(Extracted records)
■ ■ ■ ■ ■ ■ ■

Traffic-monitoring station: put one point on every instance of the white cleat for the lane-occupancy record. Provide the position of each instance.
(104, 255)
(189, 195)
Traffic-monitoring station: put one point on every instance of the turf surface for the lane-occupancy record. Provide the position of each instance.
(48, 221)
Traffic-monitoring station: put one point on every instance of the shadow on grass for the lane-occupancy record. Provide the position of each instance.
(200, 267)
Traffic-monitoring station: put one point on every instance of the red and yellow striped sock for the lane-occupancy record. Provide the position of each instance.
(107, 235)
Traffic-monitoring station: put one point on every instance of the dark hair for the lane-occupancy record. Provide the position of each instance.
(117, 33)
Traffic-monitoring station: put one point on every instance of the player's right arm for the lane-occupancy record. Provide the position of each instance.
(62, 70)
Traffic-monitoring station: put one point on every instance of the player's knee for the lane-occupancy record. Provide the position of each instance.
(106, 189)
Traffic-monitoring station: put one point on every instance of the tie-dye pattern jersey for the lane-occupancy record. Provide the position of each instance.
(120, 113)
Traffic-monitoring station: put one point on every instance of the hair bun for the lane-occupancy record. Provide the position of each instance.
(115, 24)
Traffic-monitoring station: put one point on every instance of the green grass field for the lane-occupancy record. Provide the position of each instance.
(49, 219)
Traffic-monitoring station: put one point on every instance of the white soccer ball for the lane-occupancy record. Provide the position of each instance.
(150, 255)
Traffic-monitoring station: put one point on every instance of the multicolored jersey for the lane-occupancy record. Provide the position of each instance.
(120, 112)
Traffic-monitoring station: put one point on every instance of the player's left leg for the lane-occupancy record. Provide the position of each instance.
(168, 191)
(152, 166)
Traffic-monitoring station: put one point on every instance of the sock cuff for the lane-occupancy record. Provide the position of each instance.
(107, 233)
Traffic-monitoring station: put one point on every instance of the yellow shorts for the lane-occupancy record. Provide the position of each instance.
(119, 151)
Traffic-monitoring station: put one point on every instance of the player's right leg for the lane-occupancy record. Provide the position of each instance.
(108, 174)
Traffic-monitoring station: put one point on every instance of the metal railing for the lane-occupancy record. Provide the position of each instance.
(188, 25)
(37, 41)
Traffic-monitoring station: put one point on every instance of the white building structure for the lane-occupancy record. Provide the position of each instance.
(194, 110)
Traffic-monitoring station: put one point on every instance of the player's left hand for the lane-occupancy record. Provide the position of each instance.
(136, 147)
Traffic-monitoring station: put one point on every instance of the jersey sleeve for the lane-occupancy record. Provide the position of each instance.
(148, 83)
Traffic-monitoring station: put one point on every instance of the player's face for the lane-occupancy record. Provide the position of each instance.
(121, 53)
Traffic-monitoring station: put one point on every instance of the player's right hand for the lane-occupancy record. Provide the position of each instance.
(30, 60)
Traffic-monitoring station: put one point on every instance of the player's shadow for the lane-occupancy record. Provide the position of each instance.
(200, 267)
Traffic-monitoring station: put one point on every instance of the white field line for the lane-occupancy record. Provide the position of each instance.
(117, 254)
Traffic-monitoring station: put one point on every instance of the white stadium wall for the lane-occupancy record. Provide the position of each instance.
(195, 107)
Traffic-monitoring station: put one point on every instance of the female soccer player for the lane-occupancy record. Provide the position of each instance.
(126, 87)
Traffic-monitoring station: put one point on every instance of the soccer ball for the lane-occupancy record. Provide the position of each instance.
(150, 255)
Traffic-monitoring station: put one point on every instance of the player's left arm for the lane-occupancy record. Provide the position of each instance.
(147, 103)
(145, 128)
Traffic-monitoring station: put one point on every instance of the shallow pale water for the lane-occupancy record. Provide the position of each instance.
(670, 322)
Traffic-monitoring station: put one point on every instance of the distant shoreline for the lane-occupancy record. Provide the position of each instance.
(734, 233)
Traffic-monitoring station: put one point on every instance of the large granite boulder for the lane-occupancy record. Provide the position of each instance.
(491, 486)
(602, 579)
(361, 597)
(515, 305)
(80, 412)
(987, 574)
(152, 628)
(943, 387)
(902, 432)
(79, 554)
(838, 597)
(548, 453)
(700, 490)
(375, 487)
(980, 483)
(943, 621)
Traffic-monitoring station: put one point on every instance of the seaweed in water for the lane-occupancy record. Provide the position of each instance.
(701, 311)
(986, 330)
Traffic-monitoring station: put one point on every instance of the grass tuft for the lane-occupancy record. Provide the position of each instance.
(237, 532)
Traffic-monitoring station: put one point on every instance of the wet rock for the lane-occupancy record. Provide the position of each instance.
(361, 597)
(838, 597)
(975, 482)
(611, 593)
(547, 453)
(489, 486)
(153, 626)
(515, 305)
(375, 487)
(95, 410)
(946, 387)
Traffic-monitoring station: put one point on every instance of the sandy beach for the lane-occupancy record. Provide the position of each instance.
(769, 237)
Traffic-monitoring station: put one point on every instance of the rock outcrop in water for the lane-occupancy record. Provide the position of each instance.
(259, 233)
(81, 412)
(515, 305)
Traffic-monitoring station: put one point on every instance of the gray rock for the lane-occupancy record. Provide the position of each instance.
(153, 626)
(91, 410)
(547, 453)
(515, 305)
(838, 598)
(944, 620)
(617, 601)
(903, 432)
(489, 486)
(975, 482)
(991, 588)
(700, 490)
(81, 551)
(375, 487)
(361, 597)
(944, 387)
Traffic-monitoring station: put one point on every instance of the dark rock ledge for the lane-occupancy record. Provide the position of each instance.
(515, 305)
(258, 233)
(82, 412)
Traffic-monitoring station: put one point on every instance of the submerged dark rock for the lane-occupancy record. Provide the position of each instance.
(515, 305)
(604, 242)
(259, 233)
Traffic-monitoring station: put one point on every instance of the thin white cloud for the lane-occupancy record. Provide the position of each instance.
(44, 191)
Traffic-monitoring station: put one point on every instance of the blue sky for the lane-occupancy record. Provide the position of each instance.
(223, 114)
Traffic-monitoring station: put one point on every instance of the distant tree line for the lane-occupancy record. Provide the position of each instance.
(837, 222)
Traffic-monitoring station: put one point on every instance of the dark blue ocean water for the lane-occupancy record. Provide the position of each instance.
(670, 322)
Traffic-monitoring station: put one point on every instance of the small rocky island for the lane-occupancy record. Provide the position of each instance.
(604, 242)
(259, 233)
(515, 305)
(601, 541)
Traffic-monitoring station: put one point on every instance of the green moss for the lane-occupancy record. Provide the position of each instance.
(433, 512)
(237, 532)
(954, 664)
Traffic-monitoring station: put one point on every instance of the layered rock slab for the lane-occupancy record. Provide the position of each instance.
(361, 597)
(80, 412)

■ ■ ■ ■ ■ ■ ■

■ What is needed: Can you write out every line again, starting at the one that contains "the dark blue" and ending at the last line of the items, keeping the requests and adding 5 to each coordinate in the answers?

■ Answer to this exercise:
Traffic-monitoring station: put one point on every instance of the dark blue ocean water for the lane-occupancy record. Provide the position of each instance.
(675, 327)
Traffic-monitoring station: put one point on every instance of the small rocky island for the lane-occupancy record. Provide the position of each instance.
(609, 247)
(264, 238)
(520, 310)
(606, 546)
Traffic-monitoring station: put one point on every instance of the green moss for the lane-occupancy record. Provide the position of each instance.
(438, 517)
(242, 537)
(959, 669)
Traffic-monitoring station: put one point on every instance of the layered rock slab for the lane-occupancy record. Provide the position of each instance.
(366, 602)
(85, 417)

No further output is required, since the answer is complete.